Text provided —
=======

The Joys of Being Uninsured

Losing your health insurance isn’t all bad. For one thing, you can finally afford to see a doctor.

4 Comments. Leave new

  • I’ve wondered about this…we know prices are inflated and insurance is designed for profit, so how can it save us money? The seemingly absurd sentiment in the cartoon has to stop plenty of viewers and make them think.

    Being young, I don’t really need much of any medical care. It’d have to be cheaper to pay out of pocket. Catastrophic health insurance perhaps? And I don’t want to hear the Obama tripe that I’m increasing the prices for everyone else when we full well know hospitals and insurance companies are the problem there.

  • alex_the_tired
    June 12, 2013 8:19 PM

    Just an aside. I had a kidney stone out a couple years ago, with no insurance. My first adult trip to a hospital for anything significant. The anesthesiologist send me a bill. $1,666.67. If I paid $333.33 within 30 days, they would simply forgive the rest of the payment.

=======

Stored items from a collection
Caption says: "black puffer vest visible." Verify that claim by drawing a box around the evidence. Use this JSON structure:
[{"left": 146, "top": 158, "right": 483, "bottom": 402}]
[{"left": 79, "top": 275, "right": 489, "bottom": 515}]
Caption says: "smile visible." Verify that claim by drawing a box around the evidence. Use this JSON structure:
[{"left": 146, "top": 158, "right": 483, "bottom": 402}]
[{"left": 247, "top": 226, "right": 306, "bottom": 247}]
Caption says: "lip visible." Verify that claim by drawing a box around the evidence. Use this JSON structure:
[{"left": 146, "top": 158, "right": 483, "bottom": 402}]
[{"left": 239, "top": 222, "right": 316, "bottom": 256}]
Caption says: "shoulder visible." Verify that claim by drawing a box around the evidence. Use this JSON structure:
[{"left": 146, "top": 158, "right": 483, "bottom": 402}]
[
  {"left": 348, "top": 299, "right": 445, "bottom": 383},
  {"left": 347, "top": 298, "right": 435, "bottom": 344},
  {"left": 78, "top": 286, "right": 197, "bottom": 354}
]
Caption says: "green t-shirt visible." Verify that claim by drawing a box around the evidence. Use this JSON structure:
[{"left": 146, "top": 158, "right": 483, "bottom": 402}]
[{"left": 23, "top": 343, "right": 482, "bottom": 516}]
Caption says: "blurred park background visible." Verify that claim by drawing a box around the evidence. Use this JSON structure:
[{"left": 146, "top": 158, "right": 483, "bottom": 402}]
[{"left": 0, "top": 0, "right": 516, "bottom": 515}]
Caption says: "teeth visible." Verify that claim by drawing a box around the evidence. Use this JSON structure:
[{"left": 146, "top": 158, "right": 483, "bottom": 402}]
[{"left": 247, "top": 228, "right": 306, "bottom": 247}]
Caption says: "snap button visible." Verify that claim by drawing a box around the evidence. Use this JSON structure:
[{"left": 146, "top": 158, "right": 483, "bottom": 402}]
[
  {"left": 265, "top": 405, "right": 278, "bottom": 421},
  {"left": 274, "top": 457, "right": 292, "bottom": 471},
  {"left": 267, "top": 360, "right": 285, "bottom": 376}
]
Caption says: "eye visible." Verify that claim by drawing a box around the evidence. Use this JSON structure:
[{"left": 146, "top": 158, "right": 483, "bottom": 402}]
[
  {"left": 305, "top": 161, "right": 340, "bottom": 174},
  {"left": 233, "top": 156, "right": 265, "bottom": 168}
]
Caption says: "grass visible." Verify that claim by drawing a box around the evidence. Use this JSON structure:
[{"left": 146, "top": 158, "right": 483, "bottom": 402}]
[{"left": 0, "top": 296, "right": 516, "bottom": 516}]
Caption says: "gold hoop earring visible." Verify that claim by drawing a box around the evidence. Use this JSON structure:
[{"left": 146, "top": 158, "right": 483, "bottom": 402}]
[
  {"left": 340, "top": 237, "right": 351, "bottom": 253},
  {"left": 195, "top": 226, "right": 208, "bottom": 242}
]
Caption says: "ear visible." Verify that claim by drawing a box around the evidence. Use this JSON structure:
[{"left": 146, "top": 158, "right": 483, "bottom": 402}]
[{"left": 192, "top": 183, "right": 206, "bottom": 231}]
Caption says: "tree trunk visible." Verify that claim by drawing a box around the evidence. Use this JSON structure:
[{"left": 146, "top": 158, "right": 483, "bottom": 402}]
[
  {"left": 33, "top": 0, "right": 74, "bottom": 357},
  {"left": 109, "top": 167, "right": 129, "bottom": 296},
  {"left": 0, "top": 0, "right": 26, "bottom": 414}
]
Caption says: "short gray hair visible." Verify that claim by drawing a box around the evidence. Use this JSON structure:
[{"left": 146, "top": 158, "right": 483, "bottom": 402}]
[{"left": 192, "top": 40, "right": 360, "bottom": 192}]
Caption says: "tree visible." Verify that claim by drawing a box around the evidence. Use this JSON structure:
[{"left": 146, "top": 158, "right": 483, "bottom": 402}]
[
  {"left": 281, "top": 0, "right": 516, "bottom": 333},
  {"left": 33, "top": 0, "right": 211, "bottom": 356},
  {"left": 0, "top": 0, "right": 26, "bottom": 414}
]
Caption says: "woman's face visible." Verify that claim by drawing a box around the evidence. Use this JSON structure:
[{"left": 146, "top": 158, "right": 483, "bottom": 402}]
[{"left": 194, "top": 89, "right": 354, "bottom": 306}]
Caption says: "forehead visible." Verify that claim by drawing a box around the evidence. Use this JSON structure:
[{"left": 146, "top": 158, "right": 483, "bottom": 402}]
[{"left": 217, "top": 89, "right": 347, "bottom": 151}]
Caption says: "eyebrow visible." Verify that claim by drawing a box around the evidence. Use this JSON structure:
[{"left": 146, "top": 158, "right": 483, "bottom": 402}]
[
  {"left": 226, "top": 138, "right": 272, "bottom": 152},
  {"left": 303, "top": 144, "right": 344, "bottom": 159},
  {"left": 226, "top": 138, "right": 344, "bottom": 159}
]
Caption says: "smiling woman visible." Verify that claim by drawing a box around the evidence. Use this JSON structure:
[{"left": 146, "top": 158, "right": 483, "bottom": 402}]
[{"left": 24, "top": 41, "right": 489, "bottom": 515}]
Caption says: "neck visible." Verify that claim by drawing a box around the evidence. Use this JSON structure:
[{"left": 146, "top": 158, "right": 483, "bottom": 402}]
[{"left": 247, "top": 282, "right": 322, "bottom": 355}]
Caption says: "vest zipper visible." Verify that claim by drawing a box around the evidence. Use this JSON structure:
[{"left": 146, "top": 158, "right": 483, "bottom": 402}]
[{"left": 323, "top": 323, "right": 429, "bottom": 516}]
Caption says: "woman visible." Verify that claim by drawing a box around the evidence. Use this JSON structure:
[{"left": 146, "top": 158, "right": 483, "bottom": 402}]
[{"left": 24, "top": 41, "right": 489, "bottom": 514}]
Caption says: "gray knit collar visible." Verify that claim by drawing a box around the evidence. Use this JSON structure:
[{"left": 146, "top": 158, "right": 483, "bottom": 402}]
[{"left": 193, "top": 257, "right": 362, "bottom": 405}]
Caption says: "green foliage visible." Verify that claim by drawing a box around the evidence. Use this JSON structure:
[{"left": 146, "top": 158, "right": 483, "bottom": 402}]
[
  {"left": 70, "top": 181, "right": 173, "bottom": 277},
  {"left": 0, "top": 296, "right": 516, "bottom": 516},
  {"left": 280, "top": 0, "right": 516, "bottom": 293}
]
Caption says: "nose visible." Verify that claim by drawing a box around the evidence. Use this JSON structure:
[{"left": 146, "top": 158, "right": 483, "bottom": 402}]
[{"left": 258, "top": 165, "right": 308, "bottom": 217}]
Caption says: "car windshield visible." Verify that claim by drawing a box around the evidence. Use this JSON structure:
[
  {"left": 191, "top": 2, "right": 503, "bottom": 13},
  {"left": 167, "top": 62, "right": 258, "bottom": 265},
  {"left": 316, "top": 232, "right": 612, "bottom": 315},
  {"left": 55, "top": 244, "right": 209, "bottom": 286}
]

=======

Problem description — Reproduce the passage of the text on being uninsured from "Being young, I" to "of the payment.", substituting "surgeon" for "anesthesiologist".

Response area —
Being young, I don’t really need much of any medical care. It’d have to be cheaper to pay out of pocket. Catastrophic health insurance perhaps? And I don’t want to hear the Obama tripe that I’m increasing the prices for everyone else when we full well know hospitals and insurance companies are the problem there.

  • alex_the_tired
    June 12, 2013 8:19 PM

    Just an aside. I had a kidney stone out a couple years ago, with no insurance. My first adult trip to a hospital for anything significant. The surgeon send me a bill. $1,666.67. If I paid $333.33 within 30 days, they would simply forgive the rest of the payment.